- Exercise
Restate every entry word for word.

- Exercise data

──────

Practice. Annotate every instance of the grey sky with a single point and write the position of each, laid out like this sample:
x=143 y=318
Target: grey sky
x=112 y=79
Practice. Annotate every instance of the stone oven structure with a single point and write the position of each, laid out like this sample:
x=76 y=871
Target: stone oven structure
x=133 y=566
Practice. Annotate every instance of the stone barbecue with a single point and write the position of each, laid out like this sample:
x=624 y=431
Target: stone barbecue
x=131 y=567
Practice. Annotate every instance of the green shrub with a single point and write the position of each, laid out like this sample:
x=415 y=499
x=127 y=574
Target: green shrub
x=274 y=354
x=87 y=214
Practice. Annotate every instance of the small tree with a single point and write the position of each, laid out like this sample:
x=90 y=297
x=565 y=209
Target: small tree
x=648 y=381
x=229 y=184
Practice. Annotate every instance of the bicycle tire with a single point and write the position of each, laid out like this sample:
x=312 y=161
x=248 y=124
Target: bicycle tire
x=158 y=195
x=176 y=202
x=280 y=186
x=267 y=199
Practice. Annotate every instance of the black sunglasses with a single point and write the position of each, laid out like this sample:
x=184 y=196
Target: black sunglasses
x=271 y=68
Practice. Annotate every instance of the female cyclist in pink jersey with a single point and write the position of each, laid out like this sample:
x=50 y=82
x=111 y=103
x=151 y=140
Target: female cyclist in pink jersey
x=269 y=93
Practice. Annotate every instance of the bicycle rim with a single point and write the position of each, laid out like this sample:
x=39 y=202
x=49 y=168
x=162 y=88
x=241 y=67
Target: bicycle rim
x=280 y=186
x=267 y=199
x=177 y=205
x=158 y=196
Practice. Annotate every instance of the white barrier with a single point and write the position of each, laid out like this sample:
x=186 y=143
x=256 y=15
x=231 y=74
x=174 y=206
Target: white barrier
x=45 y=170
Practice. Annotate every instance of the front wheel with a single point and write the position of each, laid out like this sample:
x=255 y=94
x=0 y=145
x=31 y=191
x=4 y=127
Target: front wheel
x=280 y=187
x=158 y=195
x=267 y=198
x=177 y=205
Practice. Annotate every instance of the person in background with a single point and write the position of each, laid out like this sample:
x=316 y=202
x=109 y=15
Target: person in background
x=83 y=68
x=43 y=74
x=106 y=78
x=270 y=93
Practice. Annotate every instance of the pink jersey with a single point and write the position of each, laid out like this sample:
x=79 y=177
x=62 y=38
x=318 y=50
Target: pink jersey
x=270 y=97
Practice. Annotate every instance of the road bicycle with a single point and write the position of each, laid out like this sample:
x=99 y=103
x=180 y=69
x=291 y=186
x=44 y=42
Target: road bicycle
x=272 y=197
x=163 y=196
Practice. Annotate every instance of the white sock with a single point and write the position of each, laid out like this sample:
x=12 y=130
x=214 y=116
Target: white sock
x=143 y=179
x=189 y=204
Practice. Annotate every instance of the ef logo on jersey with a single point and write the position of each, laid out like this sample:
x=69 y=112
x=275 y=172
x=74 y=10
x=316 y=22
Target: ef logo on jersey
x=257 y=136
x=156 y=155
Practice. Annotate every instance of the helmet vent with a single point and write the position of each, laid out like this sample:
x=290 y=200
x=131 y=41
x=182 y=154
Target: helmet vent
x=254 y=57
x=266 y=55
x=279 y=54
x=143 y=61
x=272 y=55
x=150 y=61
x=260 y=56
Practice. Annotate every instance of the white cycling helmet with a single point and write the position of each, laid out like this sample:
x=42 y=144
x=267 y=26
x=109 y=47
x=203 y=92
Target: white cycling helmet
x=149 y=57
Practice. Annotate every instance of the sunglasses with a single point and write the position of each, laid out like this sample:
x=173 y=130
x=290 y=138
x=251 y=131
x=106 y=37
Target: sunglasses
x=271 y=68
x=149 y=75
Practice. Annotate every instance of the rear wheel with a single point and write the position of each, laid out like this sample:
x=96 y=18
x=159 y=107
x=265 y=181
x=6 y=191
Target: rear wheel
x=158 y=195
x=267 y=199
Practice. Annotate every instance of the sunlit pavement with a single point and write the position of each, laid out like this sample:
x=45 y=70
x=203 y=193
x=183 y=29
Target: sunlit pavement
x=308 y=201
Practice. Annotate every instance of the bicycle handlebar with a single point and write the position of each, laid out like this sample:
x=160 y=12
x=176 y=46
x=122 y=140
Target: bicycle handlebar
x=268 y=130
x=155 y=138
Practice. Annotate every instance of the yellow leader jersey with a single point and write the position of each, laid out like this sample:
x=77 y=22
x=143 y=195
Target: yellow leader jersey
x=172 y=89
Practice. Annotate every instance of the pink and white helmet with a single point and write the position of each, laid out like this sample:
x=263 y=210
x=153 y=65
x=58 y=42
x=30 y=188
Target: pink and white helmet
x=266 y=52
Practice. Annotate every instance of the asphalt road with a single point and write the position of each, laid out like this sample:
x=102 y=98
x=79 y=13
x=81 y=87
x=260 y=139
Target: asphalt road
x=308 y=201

──────

- Response to this task
Practice. Annotate every instance of the grey sky with a single point and write the position of each, laid out like this sample:
x=143 y=318
Target: grey sky
x=112 y=79
Practice. Annotate every instance of the stone oven structure with a single point and write the position of each, laid out like this sample:
x=76 y=871
Target: stone oven structure
x=133 y=566
Practice. Annotate every instance of the stone barbecue with a single point and write the position of each, laid out like this sample:
x=624 y=431
Target: stone barbecue
x=131 y=567
Practice. Annotate every instance of the green shrub with a single point and write the position of each, laid out like this sample:
x=415 y=499
x=127 y=574
Target: green shrub
x=274 y=354
x=87 y=214
Practice. Annotate every instance of the small tree with a single point and write the position of each, laid out like this sample:
x=90 y=297
x=565 y=209
Target: small tree
x=648 y=381
x=229 y=184
Practice. Annotate every instance of the bicycle tire with a single point and write the position of each, laid out like this sample:
x=312 y=161
x=248 y=124
Target: bicycle tire
x=158 y=195
x=176 y=202
x=280 y=186
x=267 y=199
Practice. Annotate every instance of the black sunglasses with a single point and write the position of each, laid out like this sample:
x=184 y=196
Target: black sunglasses
x=271 y=68
Practice. Annotate every instance of the female cyclist in pink jersey with a single point and write the position of each, laid out like this sample:
x=50 y=82
x=111 y=103
x=151 y=140
Target: female cyclist in pink jersey
x=269 y=93
Practice. Annotate every instance of the bicycle rim with a single point and write the position of each, laid out like this sample:
x=39 y=202
x=49 y=168
x=162 y=88
x=241 y=67
Target: bicycle rim
x=280 y=186
x=267 y=199
x=177 y=205
x=158 y=196
Practice. Annotate every instance of the white barrier with a single point and write the position of each, laid out like this sample:
x=186 y=143
x=256 y=15
x=231 y=74
x=174 y=206
Target: white barrier
x=45 y=170
Practice. Annotate every instance of the front wheel with a single point and write the position of each, laid out like this sample:
x=255 y=94
x=0 y=145
x=31 y=191
x=4 y=127
Target: front wheel
x=280 y=187
x=158 y=195
x=267 y=198
x=177 y=205
Practice. Annotate every instance of the person in background with a single point and write the position of each, laid out like this sample:
x=316 y=202
x=109 y=15
Target: person in background
x=83 y=68
x=43 y=74
x=106 y=78
x=270 y=93
Practice. Annotate every instance of the pink jersey with a single point and write the position of each, laid out like this sample:
x=79 y=177
x=62 y=38
x=318 y=50
Target: pink jersey
x=270 y=97
Practice. Annotate every instance of the road bicycle with a single point and write the position of each, laid out like this sample:
x=99 y=103
x=180 y=69
x=291 y=186
x=44 y=42
Target: road bicycle
x=272 y=197
x=163 y=196
Practice. Annotate every instance of the white sock with a single point and write the position of each, laid out like this sample:
x=12 y=130
x=214 y=116
Target: white sock
x=143 y=179
x=189 y=204
Practice. Annotate every instance of the ef logo on jersey with a single point and write the position of each, laid out like this sample:
x=69 y=112
x=275 y=172
x=74 y=10
x=316 y=22
Target: ef logo on jersey
x=257 y=136
x=156 y=155
Practice. Annotate every instance of the helmet vent with a single point and write the position of each, laid out like this sample:
x=290 y=200
x=131 y=41
x=182 y=154
Target: helmet vent
x=254 y=57
x=266 y=55
x=279 y=54
x=143 y=61
x=272 y=55
x=150 y=61
x=260 y=56
Practice. Annotate every instance of the white cycling helmet with a single point and write the position of each, laid out like this sample:
x=42 y=144
x=267 y=26
x=109 y=47
x=203 y=92
Target: white cycling helmet
x=149 y=57
Practice. Annotate every instance of the sunglasses with a single point and write the position of each, laid out like this sample:
x=173 y=130
x=290 y=138
x=251 y=131
x=106 y=37
Target: sunglasses
x=271 y=68
x=149 y=75
Practice. Annotate every instance of the rear wheel with a single point and write the position of each, laid out like this sample:
x=96 y=18
x=159 y=107
x=265 y=181
x=6 y=191
Target: rear wheel
x=158 y=195
x=267 y=199
Practice. Annotate every instance of the sunlit pavement with a single point and write the position of each, laid out like this sample:
x=45 y=70
x=203 y=193
x=183 y=29
Target: sunlit pavement
x=308 y=201
Practice. Annotate every instance of the bicycle handlebar with a single point and write the position of each, laid out like this sample:
x=160 y=12
x=176 y=46
x=122 y=140
Target: bicycle handlebar
x=268 y=130
x=155 y=138
Practice. Annotate every instance of the yellow leader jersey with a single point and write the position of each, laid out like this sample:
x=77 y=22
x=143 y=195
Target: yellow leader jersey
x=172 y=89
Practice. Annotate every instance of the pink and white helmet with a single point and write the position of each, laid out like this sample:
x=263 y=210
x=153 y=65
x=58 y=42
x=30 y=188
Target: pink and white helmet
x=266 y=52
Practice. Annotate every instance of the asphalt road with a single point and write the position of each, laid out like this sample:
x=102 y=98
x=79 y=13
x=81 y=87
x=260 y=139
Target: asphalt road
x=308 y=201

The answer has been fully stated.